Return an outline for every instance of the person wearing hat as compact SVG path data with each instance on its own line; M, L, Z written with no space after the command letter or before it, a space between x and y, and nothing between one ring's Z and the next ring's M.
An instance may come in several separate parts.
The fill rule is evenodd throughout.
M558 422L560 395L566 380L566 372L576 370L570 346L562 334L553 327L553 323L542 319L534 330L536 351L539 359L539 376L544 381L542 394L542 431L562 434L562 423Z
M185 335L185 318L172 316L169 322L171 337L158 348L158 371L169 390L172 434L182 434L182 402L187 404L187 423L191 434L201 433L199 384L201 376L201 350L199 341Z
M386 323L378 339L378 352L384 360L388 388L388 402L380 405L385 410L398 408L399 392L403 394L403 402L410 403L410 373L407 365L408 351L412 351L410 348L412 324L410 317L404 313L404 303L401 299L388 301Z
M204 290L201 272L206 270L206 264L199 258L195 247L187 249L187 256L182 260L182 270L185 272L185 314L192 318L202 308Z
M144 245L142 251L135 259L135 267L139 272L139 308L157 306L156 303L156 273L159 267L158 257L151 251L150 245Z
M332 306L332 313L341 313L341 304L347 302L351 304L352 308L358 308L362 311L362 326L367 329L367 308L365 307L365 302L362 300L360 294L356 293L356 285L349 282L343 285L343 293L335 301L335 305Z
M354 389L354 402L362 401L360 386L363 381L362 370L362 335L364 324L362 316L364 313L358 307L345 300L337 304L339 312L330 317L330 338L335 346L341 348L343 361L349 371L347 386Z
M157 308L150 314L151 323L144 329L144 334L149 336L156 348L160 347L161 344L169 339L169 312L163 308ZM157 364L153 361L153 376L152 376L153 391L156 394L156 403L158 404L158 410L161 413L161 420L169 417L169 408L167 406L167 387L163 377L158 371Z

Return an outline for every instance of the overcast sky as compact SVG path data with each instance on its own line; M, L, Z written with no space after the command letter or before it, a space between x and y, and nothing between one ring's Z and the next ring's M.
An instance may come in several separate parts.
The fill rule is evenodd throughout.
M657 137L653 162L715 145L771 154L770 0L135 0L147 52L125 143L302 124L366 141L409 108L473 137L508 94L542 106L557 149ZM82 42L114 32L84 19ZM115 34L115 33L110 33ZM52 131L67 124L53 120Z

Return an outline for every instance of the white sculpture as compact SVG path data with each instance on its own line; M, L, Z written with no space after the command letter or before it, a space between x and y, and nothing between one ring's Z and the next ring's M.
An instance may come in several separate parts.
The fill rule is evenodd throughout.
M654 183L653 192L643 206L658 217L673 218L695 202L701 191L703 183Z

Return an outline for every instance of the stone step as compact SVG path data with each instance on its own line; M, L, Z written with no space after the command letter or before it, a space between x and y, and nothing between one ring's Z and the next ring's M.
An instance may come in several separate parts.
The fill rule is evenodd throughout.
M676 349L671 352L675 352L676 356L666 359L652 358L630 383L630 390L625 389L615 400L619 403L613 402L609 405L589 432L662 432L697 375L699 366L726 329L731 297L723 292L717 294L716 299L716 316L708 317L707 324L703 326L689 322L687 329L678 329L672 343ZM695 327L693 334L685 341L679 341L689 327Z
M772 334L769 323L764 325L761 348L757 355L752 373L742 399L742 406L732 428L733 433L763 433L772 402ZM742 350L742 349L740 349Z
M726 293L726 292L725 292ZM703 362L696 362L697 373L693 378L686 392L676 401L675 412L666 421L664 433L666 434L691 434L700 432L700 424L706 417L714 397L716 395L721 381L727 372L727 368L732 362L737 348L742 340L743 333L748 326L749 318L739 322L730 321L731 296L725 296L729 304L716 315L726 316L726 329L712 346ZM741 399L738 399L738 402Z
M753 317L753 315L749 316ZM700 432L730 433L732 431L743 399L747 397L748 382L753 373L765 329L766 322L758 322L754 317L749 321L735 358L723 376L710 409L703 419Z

EXERCISE DIRECTIONS :: In the listing, switch "sculpture" to "statue" in the stretch from the line containing "Return an outline for every instance of the overcast" through the line containing "M654 183L653 192L643". Give back only those lines, with everything else unchanged.

ANSWER TO THIS PROBLEM ::
Return an outline for every instance of the overcast sky as compact SVG path data with each instance on its own line; M, L, Z written with no space after the command letter or before it, a space between x and y, and nothing between one ring's Z and the next ring's M.
An instance may come in several separate parts.
The fill rule is evenodd throughout.
M657 137L653 162L715 145L771 154L770 0L135 0L147 52L125 143L302 124L366 141L409 108L473 137L508 94L542 106L557 149ZM82 42L114 32L84 19ZM115 34L115 33L110 33ZM52 131L67 124L53 120Z

Return an outline for every instance of the white statue as compact SVG path data with each instance on its own line; M, L, Z written with no space after the command letter or before it, a space between x and y, and nothing between one ring's Z and the next ring's M.
An instance may come in several separate parts.
The fill rule is evenodd throughout.
M654 183L653 192L643 206L658 217L673 218L695 202L701 191L703 183Z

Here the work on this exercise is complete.